>> Start SOURCE RECORDS
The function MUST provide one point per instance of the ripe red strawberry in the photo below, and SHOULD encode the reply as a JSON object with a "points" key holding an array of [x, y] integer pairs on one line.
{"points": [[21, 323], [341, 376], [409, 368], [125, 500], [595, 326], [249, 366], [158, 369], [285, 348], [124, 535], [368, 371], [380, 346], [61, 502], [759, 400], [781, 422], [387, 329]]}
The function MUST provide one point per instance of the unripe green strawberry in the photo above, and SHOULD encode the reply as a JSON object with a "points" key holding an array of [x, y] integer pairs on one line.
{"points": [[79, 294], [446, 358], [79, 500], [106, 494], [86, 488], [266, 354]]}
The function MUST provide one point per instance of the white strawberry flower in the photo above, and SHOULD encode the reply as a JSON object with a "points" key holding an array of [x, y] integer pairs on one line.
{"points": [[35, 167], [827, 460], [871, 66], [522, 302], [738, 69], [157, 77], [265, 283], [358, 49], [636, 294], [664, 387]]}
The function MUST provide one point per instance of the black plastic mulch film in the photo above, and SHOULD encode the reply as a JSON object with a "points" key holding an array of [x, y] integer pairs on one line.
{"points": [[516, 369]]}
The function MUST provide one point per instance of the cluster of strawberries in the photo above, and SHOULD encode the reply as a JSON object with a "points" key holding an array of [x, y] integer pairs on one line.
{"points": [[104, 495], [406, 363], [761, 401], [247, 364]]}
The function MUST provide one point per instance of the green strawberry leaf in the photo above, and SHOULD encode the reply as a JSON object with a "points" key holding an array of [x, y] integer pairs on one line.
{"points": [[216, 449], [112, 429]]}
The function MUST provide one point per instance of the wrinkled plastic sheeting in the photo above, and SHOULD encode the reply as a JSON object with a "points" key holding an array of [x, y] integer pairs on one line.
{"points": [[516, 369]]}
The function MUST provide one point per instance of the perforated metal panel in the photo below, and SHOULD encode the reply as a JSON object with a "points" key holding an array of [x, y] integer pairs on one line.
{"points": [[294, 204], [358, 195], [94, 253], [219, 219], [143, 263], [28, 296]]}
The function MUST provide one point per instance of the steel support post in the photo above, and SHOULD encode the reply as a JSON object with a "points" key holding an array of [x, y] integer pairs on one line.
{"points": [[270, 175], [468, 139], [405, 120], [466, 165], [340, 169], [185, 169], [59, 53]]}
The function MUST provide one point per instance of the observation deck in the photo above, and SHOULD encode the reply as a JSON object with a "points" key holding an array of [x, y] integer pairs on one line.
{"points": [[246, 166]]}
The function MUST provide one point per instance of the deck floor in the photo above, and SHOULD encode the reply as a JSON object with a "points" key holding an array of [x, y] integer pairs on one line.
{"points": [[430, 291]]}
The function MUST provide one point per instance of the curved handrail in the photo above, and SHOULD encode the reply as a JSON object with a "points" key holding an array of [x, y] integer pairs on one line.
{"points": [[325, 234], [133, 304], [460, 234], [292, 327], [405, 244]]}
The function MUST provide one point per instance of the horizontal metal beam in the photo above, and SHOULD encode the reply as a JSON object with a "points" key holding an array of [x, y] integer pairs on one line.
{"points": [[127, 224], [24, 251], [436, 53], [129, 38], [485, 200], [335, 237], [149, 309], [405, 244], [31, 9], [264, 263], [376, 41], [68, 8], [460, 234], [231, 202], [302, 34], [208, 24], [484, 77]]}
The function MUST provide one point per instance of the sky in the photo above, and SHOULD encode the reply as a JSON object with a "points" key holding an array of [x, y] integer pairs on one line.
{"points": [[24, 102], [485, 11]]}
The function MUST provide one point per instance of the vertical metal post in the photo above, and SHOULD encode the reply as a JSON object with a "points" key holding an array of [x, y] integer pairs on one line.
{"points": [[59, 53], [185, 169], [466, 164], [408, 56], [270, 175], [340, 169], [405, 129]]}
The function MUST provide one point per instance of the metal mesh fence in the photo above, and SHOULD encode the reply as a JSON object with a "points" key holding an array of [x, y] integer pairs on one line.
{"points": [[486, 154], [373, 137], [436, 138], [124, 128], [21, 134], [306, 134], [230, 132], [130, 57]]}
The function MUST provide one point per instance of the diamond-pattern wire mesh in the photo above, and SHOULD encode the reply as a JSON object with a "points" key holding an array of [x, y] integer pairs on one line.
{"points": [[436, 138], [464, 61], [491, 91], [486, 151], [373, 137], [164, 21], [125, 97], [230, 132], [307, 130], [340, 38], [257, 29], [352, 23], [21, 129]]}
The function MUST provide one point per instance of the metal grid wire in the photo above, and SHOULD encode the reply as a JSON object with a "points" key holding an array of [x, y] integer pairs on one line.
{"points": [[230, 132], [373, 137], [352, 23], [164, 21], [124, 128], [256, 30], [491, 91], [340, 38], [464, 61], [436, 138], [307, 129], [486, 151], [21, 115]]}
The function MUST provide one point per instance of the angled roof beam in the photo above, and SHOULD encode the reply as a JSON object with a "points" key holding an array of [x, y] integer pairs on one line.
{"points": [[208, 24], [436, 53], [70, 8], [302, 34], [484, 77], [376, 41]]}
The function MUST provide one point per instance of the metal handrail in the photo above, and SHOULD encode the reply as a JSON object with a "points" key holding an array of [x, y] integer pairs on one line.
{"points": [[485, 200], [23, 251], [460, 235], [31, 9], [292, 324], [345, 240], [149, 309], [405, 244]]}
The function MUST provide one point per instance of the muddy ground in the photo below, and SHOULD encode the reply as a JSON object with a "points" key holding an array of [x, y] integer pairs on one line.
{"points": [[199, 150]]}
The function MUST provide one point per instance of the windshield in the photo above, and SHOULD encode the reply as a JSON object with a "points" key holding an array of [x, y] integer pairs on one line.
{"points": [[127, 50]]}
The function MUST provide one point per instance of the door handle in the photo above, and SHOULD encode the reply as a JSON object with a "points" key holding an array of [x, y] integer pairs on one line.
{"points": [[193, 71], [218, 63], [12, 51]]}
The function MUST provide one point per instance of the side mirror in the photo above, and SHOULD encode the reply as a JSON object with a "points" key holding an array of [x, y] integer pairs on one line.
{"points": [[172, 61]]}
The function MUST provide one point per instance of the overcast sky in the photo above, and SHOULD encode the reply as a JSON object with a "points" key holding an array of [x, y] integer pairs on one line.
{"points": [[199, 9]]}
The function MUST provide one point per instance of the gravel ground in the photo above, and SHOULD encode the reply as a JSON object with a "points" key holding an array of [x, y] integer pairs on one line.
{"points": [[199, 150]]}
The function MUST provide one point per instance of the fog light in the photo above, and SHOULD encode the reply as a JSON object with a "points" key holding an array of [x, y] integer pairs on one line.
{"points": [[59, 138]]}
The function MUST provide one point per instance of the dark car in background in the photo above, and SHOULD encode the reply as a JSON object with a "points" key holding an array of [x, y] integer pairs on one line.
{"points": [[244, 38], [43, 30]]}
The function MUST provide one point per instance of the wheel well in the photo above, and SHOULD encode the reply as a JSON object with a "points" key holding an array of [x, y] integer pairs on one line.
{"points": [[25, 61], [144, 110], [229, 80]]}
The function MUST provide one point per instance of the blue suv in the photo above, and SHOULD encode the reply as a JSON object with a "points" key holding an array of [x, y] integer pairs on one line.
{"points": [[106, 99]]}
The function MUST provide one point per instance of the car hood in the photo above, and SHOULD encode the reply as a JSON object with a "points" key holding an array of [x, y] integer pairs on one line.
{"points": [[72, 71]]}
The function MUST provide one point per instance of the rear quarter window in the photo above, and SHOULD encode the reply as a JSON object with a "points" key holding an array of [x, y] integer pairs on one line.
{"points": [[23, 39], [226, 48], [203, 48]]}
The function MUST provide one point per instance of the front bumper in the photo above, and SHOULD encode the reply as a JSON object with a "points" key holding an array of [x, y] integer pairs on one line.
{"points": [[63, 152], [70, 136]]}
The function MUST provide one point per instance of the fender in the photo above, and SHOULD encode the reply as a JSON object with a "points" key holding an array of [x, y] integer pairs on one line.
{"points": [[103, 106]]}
>> End SOURCE RECORDS
» **TO BE DONE**: Every line from the one containing "The function MUST provide one point per instance of the car" through the end of the data must be repeated exactly, and no other line.

» **SOLUTION**:
The function MUST provide one point per instance of the car hood in the photo above, and SHOULD encode the reply as a JSON object with a "points" key holding an array of [x, y] integer pairs on one line.
{"points": [[72, 71]]}
The function MUST provide one point per instance of the rear quarter window in the photo above, and SHOULD encode the reply as a JSON object with a "points" key holding an array of [x, y] integer pairs on one line.
{"points": [[23, 39], [226, 48], [203, 48]]}
The function MUST provide one point per instance of the front bumper in the photo above, and SHOULD encode the reply as a JSON object with a "points" key holding an array of [x, y] integer pairs on one line.
{"points": [[63, 152], [70, 136]]}
The function MUST provide one point per instance of the fender in the photo above, and SHOULD encode the reply as a JSON object with a "points" key holding an array of [x, y] integer pairs on one line.
{"points": [[103, 106]]}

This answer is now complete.